** What this task involves **
Recast the entries below as a two-column CSV with the headers input and output, one row per entry. Put each entry's text and its answer in their own quoted fields, with line breaks turned into spaces.

(Records from a collection)

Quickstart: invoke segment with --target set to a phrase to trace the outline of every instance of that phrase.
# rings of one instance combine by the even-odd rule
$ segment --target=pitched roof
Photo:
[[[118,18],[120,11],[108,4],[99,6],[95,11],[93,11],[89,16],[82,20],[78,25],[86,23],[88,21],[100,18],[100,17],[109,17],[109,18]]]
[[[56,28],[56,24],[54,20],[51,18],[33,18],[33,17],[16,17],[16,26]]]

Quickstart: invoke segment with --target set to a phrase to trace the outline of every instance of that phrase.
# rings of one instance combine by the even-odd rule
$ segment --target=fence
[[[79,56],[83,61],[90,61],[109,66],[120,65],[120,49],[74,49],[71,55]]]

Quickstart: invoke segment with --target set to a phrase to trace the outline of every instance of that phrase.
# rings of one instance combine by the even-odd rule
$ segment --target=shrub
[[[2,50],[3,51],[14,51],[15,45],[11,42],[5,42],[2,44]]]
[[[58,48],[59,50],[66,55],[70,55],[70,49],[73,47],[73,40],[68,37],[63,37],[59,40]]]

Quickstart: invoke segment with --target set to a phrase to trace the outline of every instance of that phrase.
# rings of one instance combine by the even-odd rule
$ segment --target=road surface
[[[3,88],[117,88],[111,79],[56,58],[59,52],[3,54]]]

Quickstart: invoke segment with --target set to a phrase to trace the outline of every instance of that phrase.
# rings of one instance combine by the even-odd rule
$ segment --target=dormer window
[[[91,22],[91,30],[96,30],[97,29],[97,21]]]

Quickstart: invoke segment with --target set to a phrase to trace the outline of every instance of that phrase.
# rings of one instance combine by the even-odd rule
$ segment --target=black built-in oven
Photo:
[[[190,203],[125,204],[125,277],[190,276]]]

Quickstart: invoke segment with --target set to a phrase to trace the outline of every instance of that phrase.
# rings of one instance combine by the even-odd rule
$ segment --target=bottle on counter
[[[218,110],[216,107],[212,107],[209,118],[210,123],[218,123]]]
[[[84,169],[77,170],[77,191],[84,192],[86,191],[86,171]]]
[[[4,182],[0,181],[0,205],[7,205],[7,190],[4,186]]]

** Written solution **
input,output
"Quickstart: invoke segment with --target set to a phrase to trace the outline of every instance of that phrase. # rings of one instance combine by the even-odd rule $ segment --target=pitched roof Photo:","[[[118,18],[120,11],[108,4],[99,6],[95,11],[93,11],[89,16],[82,20],[78,25],[86,23],[88,21],[100,18],[100,17],[109,17],[109,18]]] [[[56,28],[56,24],[54,20],[51,18],[33,18],[33,17],[16,17],[16,26]]]"
"Quickstart: invoke segment with --target set to a phrase to trace the outline of every instance of that phrase. # rings of one instance combine by the even-odd rule $ segment --target=fence","[[[79,56],[83,61],[90,61],[109,66],[120,65],[120,49],[74,49],[71,55]]]"
"Quickstart: invoke segment with --target set to a phrase to trace the outline of every instance of that phrase. # rings of one instance combine by the even-odd rule $ segment --target=shrub","[[[2,50],[3,51],[14,51],[15,45],[11,42],[5,42],[2,44]]] [[[58,48],[59,50],[66,55],[70,55],[70,49],[73,47],[73,40],[68,37],[63,37],[59,40]]]"
"Quickstart: invoke segment with --target set to a phrase to trace the outline of every instance of that phrase. # rings of one instance combine by the even-odd rule $ segment --target=road surface","[[[3,88],[117,88],[111,79],[56,58],[59,52],[3,54]]]"
"Quickstart: invoke segment with --target set to a phrase to trace the outline of every instance of that phrase. # rings of one instance combine by the even-odd rule $ segment --target=dormer window","[[[91,22],[91,30],[96,30],[97,29],[97,21]]]"
"Quickstart: invoke segment with --target set to a phrase to trace the outline of every instance of that phrase. # rings of one instance combine by the even-odd rule $ segment --target=black built-in oven Photo:","[[[190,203],[125,204],[125,277],[190,276]]]"
"Quickstart: invoke segment with --target set to a phrase to trace the outline of every instance of that phrase. # rings of one instance combine by the even-odd rule $ segment --target=bottle on counter","[[[218,110],[216,107],[212,107],[209,118],[210,123],[218,123]]] [[[84,169],[77,170],[77,191],[84,192],[86,191],[86,171]]] [[[4,182],[0,181],[0,205],[7,205],[7,190],[4,186]]]"